ACTIVITY: Transcribe the listing in full, excluding any pictures.

EXCERPTED RECORDS:

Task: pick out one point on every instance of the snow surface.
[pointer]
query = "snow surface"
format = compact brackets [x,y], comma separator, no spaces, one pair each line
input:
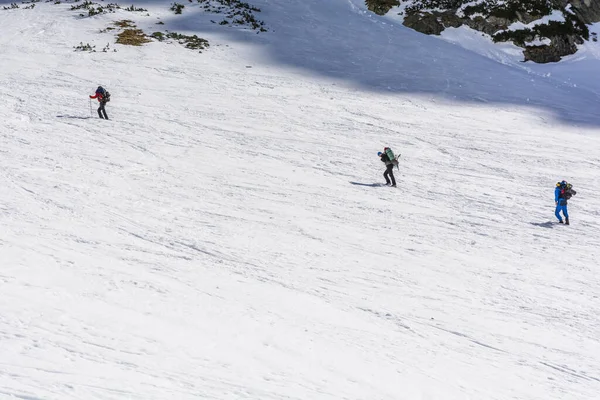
[222,237]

RESULT FOR THIS EXERCISE:
Task: pick out one point on every instance of the snow surface.
[pointer]
query = "snow surface"
format = compact brackets [x,y], comma separator, no spaces, one pair each line
input:
[222,237]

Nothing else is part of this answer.